▶ [Stated problem]:
Copy out all the data below, putting "Give the outlines below" in place of each "Provide the outlines here" and keeping everything else the same. Leave the pictures out.

▶ [Record list]:

==========

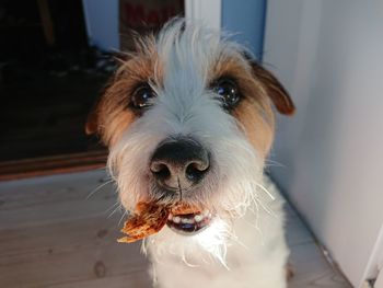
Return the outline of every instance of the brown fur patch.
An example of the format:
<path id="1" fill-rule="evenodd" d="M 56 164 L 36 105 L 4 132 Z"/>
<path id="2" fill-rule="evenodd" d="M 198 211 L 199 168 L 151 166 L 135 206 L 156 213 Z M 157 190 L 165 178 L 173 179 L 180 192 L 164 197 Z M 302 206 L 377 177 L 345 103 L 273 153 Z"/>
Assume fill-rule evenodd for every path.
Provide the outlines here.
<path id="1" fill-rule="evenodd" d="M 274 139 L 274 113 L 264 83 L 253 73 L 251 66 L 242 58 L 221 57 L 212 69 L 212 80 L 227 76 L 236 80 L 242 101 L 232 111 L 253 147 L 267 155 Z"/>
<path id="2" fill-rule="evenodd" d="M 86 131 L 98 133 L 107 146 L 116 143 L 139 116 L 128 108 L 135 89 L 148 81 L 160 84 L 161 76 L 162 67 L 158 61 L 153 37 L 138 41 L 137 51 L 127 55 L 127 60 L 121 64 L 91 113 Z"/>

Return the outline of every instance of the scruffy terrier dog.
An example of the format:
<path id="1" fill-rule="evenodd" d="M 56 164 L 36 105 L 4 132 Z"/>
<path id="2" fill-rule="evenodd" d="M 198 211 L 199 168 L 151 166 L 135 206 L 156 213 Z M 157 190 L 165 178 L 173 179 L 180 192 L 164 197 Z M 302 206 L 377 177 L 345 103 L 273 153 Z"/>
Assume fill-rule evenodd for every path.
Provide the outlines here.
<path id="1" fill-rule="evenodd" d="M 155 287 L 286 287 L 282 200 L 263 175 L 278 80 L 220 33 L 175 20 L 137 39 L 86 130 L 109 147 L 121 205 L 201 207 L 143 241 Z"/>

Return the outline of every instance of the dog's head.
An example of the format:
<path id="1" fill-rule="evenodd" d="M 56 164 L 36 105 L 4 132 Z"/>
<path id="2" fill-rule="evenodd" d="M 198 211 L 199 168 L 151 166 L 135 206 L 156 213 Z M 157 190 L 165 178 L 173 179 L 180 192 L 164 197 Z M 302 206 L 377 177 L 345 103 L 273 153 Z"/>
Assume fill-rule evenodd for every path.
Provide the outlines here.
<path id="1" fill-rule="evenodd" d="M 257 200 L 274 136 L 271 104 L 282 114 L 294 111 L 282 85 L 243 47 L 173 21 L 156 37 L 137 41 L 86 131 L 109 147 L 126 209 L 148 199 L 182 201 L 200 211 L 171 215 L 172 231 L 222 233 Z"/>

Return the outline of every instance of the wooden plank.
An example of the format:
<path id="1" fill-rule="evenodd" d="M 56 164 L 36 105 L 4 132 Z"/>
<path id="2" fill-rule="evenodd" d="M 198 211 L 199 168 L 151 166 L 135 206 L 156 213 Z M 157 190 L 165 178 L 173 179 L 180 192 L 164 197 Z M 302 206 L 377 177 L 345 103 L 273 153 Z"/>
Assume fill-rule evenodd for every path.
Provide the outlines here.
<path id="1" fill-rule="evenodd" d="M 118 244 L 121 212 L 105 171 L 0 183 L 0 287 L 151 287 L 140 244 Z M 288 207 L 289 288 L 350 288 Z"/>
<path id="2" fill-rule="evenodd" d="M 0 163 L 0 181 L 73 173 L 104 168 L 106 150 L 70 153 Z"/>

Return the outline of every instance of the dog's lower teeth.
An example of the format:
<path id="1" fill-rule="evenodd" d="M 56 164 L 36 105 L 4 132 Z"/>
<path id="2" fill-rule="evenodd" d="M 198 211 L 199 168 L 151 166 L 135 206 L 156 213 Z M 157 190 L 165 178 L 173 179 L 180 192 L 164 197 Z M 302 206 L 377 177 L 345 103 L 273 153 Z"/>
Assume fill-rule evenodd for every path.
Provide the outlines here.
<path id="1" fill-rule="evenodd" d="M 194 219 L 181 218 L 181 222 L 183 222 L 184 224 L 193 224 Z"/>
<path id="2" fill-rule="evenodd" d="M 194 220 L 195 220 L 196 222 L 200 222 L 200 221 L 202 221 L 202 219 L 204 219 L 204 217 L 202 217 L 201 215 L 196 215 L 196 216 L 194 217 Z"/>

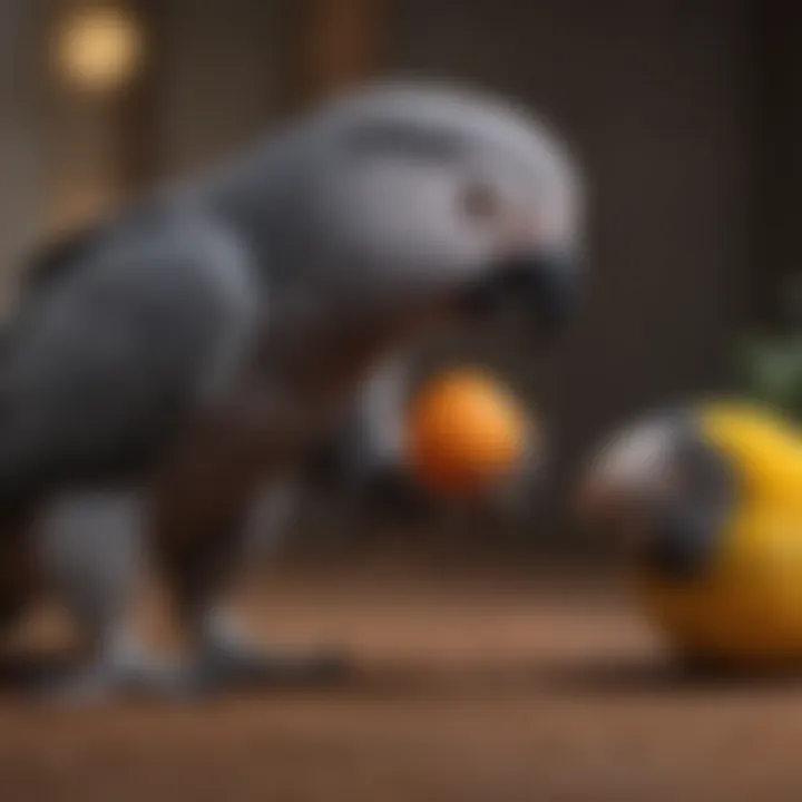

==========

▶ [Exercise result]:
Return the outline of every instance of the brown fur patch.
An example of the format:
<path id="1" fill-rule="evenodd" d="M 56 164 L 36 105 L 4 132 Z"/>
<path id="2" fill-rule="evenodd" d="M 198 211 L 199 168 L 151 166 L 135 206 L 156 213 Z M 157 190 L 165 178 L 173 179 L 180 192 L 164 197 Z M 302 206 L 377 177 L 345 103 L 273 153 Z"/>
Assume fill-rule evenodd for every path.
Give the outlines below.
<path id="1" fill-rule="evenodd" d="M 274 139 L 274 113 L 264 83 L 253 73 L 251 66 L 242 58 L 221 57 L 212 69 L 212 80 L 227 76 L 236 80 L 242 101 L 232 111 L 253 147 L 267 155 Z"/>
<path id="2" fill-rule="evenodd" d="M 86 131 L 98 133 L 107 146 L 116 143 L 139 116 L 128 108 L 135 89 L 148 81 L 160 84 L 161 76 L 162 67 L 158 61 L 153 37 L 138 41 L 137 51 L 127 55 L 127 60 L 121 64 L 91 113 Z"/>

Return the outline of every instance of the scruffy terrier dog.
An example of the format:
<path id="1" fill-rule="evenodd" d="M 56 164 L 36 105 L 4 132 Z"/>
<path id="2" fill-rule="evenodd" d="M 198 211 L 199 168 L 151 166 L 135 206 L 156 213 Z M 157 190 L 165 178 L 173 179 L 180 192 L 164 197 Z M 302 206 L 377 177 L 345 103 L 273 153 Z"/>
Assume fill-rule evenodd for every path.
Give the outlines below.
<path id="1" fill-rule="evenodd" d="M 155 287 L 286 287 L 282 200 L 263 175 L 278 80 L 220 33 L 175 20 L 137 39 L 86 130 L 109 147 L 121 205 L 201 207 L 143 241 Z"/>

Return the outline of every instance of the dog's head.
An example of the format:
<path id="1" fill-rule="evenodd" d="M 56 164 L 36 105 L 4 132 Z"/>
<path id="2" fill-rule="evenodd" d="M 198 211 L 199 168 L 151 166 L 135 206 L 156 213 Z M 157 190 L 165 178 L 173 179 L 180 192 L 164 197 Z M 302 206 L 377 177 L 345 103 L 273 153 Z"/>
Assume fill-rule evenodd for every path.
Give the outlines below.
<path id="1" fill-rule="evenodd" d="M 257 200 L 274 136 L 271 104 L 282 114 L 294 111 L 282 85 L 243 47 L 173 21 L 156 37 L 137 41 L 86 131 L 109 147 L 126 209 L 148 199 L 182 201 L 200 211 L 171 215 L 172 231 L 222 233 Z"/>

Return the outline of every instance of the wooden plank.
An example of the format:
<path id="1" fill-rule="evenodd" d="M 56 164 L 36 105 L 4 132 Z"/>
<path id="2" fill-rule="evenodd" d="M 198 211 L 199 168 L 151 166 L 135 206 L 156 213 Z M 157 190 L 165 178 L 173 179 L 180 192 L 164 197 Z M 302 206 L 377 177 L 345 103 L 273 153 Z"/>
Assume fill-rule evenodd for every path.
Give the outlines below.
<path id="1" fill-rule="evenodd" d="M 118 244 L 121 212 L 105 171 L 0 183 L 0 287 L 151 287 L 140 244 Z M 288 207 L 289 288 L 350 288 Z"/>
<path id="2" fill-rule="evenodd" d="M 0 163 L 0 181 L 73 173 L 104 168 L 106 150 L 70 153 Z"/>

Return the outline of every instance of the dog's lower teeth.
An example of the format:
<path id="1" fill-rule="evenodd" d="M 56 164 L 36 105 L 4 132 Z"/>
<path id="2" fill-rule="evenodd" d="M 198 211 L 199 168 L 151 166 L 135 206 L 156 213 Z M 157 190 L 165 178 L 173 179 L 180 192 L 164 197 Z M 302 206 L 377 177 L 345 103 L 273 153 Z"/>
Assume fill-rule evenodd for every path.
Give the outlines below.
<path id="1" fill-rule="evenodd" d="M 194 219 L 181 218 L 181 222 L 183 222 L 184 224 L 193 224 Z"/>
<path id="2" fill-rule="evenodd" d="M 194 220 L 195 220 L 196 222 L 200 222 L 200 221 L 202 221 L 202 219 L 204 219 L 204 217 L 202 217 L 201 215 L 196 215 L 196 216 L 194 217 Z"/>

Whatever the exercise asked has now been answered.